▸ Task inputs:

=====

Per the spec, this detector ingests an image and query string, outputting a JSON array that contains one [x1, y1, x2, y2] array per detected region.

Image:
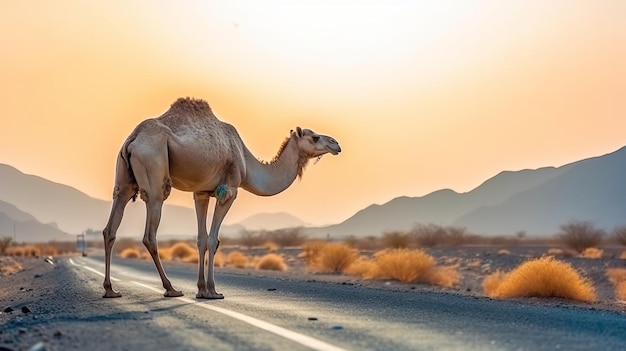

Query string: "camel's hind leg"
[[102, 156, 137, 297], [131, 148, 183, 297]]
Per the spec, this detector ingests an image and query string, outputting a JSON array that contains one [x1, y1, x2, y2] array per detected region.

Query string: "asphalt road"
[[4, 257, 626, 350]]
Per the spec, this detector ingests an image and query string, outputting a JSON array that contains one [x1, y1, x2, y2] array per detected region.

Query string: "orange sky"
[[0, 0, 626, 225]]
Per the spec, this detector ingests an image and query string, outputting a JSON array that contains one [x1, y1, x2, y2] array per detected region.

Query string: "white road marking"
[[70, 258, 346, 351], [70, 258, 121, 282], [131, 281, 345, 351]]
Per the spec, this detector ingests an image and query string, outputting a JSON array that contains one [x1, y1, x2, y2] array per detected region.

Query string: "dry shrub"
[[343, 257, 377, 277], [546, 249, 578, 257], [423, 266, 460, 288], [169, 242, 198, 262], [307, 244, 357, 273], [0, 257, 22, 276], [606, 268, 626, 301], [120, 247, 141, 258], [558, 221, 606, 252], [371, 249, 435, 282], [262, 241, 279, 252], [228, 250, 248, 268], [256, 253, 288, 272], [482, 270, 507, 296], [483, 256, 596, 302], [580, 247, 604, 258], [298, 240, 326, 266]]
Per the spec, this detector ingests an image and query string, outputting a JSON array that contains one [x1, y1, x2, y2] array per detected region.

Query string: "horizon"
[[0, 0, 626, 225]]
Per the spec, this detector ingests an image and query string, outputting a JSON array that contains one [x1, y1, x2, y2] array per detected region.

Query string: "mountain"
[[237, 212, 306, 230], [0, 201, 69, 243], [0, 164, 207, 237], [308, 147, 626, 237]]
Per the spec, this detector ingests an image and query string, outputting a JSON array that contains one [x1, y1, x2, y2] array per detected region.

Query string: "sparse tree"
[[613, 225, 626, 246], [558, 221, 606, 253]]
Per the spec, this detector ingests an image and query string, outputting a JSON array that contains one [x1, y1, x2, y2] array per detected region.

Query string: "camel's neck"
[[241, 136, 308, 196]]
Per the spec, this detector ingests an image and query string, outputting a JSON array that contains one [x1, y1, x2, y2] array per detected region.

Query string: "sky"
[[0, 0, 626, 225]]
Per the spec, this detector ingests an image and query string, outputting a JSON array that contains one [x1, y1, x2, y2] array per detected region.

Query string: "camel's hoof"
[[102, 290, 122, 298], [163, 290, 184, 297], [196, 292, 224, 300]]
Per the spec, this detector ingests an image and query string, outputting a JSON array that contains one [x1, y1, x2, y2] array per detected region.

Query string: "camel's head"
[[291, 127, 341, 158]]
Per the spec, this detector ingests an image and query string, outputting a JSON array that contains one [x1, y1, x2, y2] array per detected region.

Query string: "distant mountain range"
[[0, 164, 304, 242], [309, 147, 626, 237], [0, 147, 626, 241]]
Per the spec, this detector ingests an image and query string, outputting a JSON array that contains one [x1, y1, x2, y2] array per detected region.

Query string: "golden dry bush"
[[255, 253, 288, 272], [169, 242, 198, 262], [307, 244, 357, 273], [371, 249, 435, 282], [482, 270, 507, 296], [343, 257, 378, 277], [580, 247, 604, 258], [423, 266, 460, 288], [120, 247, 141, 258], [606, 268, 626, 301], [228, 250, 248, 268], [489, 256, 596, 302]]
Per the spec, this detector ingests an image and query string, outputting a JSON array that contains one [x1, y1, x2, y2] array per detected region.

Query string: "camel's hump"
[[170, 97, 211, 113]]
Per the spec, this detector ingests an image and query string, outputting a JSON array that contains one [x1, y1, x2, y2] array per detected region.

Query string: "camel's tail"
[[120, 132, 139, 202]]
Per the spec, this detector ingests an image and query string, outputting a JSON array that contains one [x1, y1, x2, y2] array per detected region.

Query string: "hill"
[[309, 147, 626, 237]]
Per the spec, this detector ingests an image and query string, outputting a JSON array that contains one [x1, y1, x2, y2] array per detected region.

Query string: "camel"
[[103, 98, 341, 299]]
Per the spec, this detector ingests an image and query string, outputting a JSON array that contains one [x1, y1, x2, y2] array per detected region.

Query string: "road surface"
[[0, 257, 626, 350]]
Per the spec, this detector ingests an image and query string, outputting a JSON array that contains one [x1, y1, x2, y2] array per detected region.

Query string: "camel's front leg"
[[198, 185, 237, 299], [193, 192, 211, 298]]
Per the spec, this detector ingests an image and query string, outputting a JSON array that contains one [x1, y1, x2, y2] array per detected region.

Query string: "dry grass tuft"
[[228, 250, 248, 268], [0, 257, 22, 276], [606, 268, 626, 301], [370, 249, 435, 282], [307, 244, 357, 273], [169, 242, 198, 262], [120, 247, 141, 258], [580, 247, 604, 258], [256, 253, 288, 272], [483, 256, 596, 302]]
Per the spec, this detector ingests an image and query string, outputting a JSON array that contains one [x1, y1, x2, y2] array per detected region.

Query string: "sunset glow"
[[0, 0, 626, 225]]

=====

▸ The problem: Revise all the records above by changing "detected region" to "found area" wherever it appears, keeping everything else the same, and leave the pictures out of your answer.

▸ Result of this task:
Per the spec, this detector ingests an image and query string, outputting a JSON array that contains one [x1, y1, x2, y2] array per found area.

Image:

Query string: "camel's hind leg"
[[102, 156, 137, 297], [131, 148, 183, 297]]
Per the spec, this detector ingests an image and query string, outputting a JSON array that contains one [x1, y1, x2, y2] array per found area.

Query string: "asphalt road"
[[4, 257, 626, 350]]
Per the spec, this detector ingests an image and query string, outputting a JSON array that contains one [x1, y1, x2, y2] array per found area.

Query string: "orange sky"
[[0, 0, 626, 225]]
Per the spec, this detector ingests an image and query string, outputting a JSON array that contains one [x1, y1, x2, y2] array per found area.

Query string: "white road marking"
[[70, 258, 346, 351], [70, 258, 121, 282], [131, 281, 345, 351]]
Per the spec, this detector ingests an image and query string, outputting a JSON array that contains one [x1, y1, x2, y2] array per found area.

Query string: "dry shrub"
[[343, 257, 377, 277], [546, 249, 578, 257], [423, 266, 460, 288], [169, 242, 198, 262], [307, 244, 357, 273], [0, 257, 22, 276], [606, 268, 626, 301], [120, 247, 141, 258], [558, 221, 606, 252], [371, 249, 435, 282], [262, 241, 279, 252], [228, 250, 248, 268], [256, 253, 288, 272], [482, 270, 507, 296], [483, 256, 596, 302], [580, 247, 604, 258], [298, 240, 326, 266]]
Per the spec, this detector ingests an image and query string, outputting a JSON array that contains one [x1, y1, x2, y2] array per found area.

Query string: "horizon"
[[0, 0, 626, 225]]
Per the spec, this detector ingests an image and query string, outputting a JSON array that contains one [x1, y1, x2, y2] array per found area.

Query string: "mountain"
[[237, 212, 306, 230], [0, 201, 69, 243], [0, 164, 207, 237], [308, 147, 626, 237]]
Per the spec, this detector ingests an image and query string, outputting a JSON array that contains one [x1, y1, x2, y2] array per found area.

Query string: "sparse tree"
[[613, 225, 626, 246], [558, 221, 606, 253]]
Per the spec, this detector ingests an image and query string, outputting a JSON array that contains one [x1, y1, x2, y2] array per found area.

Query string: "camel's neck"
[[241, 136, 308, 196]]
Per the spec, this detector ingests an image and query string, outputting a JSON array that contains one [x1, y1, x2, y2] array per found area.

Query string: "sky"
[[0, 0, 626, 225]]
Per the spec, this detector ingests an image and query string, outputting a JSON array that contains one [x1, y1, x2, y2] array per found area.

Query string: "camel's hoof"
[[102, 290, 122, 298], [163, 290, 184, 297], [196, 292, 224, 300]]
Per the spec, this detector ingests an image and query string, outputting a JSON array that contains one [x1, y1, x2, y2] array per found area.

Query string: "camel's head"
[[291, 127, 341, 158]]
Per the spec, this detector ingests an image and query string, outputting a JSON array that contains one [x1, y1, x2, y2] array per found area.

Query string: "distant mountain range"
[[0, 164, 304, 242], [309, 147, 626, 237], [0, 147, 626, 241]]
Per the spec, this detector ingests an image and query string, outputting a JSON array that contains one [x1, y1, x2, y2] array per found area.

Query string: "golden dry bush"
[[255, 253, 288, 272], [169, 242, 198, 262], [307, 244, 357, 273], [371, 249, 435, 282], [482, 270, 507, 296], [343, 257, 378, 277], [580, 247, 604, 258], [423, 266, 460, 288], [120, 247, 141, 258], [606, 268, 626, 301], [228, 250, 248, 268], [489, 256, 596, 302]]
Per the spec, this detector ingests an image and query string, outputting a JSON array that contains one [x1, y1, x2, y2] array per found area.

Query string: "camel's hump"
[[170, 97, 211, 113]]
Per the spec, this detector ingests an image and query string, outputting a JSON array that contains one [x1, y1, x2, y2] array per found area.

Query string: "camel's tail"
[[120, 132, 139, 202]]
Per the spec, this detector ingests an image and query string, outputting a JSON array that contains one [x1, y1, x2, y2] array per found area.

Query string: "hill"
[[309, 147, 626, 237]]
Per the spec, this detector ingests an image and query string, outputting a JSON array that contains one [x1, y1, x2, y2] array per found area.

Query string: "camel"
[[103, 98, 341, 299]]
Per the spec, this detector ingests an image and query string, outputting a JSON array that contains one [x1, y1, x2, y2] array per found area.

Query string: "road surface"
[[0, 257, 626, 350]]
Per the spec, this detector ingests an image and query string, outputting a JSON array that contains one [x1, y1, x2, y2] array per found area.

Query string: "camel's front leg"
[[198, 185, 237, 299], [193, 192, 211, 298]]
Per the spec, this detector ingests an image and query string, outputting a JSON array that contains one [x1, y1, x2, y2] array per found area.

Query string: "dry grass tuft"
[[228, 250, 248, 268], [0, 257, 22, 276], [606, 268, 626, 301], [370, 249, 435, 282], [307, 244, 357, 273], [169, 242, 198, 262], [120, 247, 141, 258], [580, 247, 604, 258], [256, 253, 288, 272], [483, 256, 596, 302]]
Per the spec, this detector ingests an image and query string, outputting a JSON array that contains one [x1, y1, x2, y2] array per found area.

Query string: "sunset glow"
[[0, 0, 626, 225]]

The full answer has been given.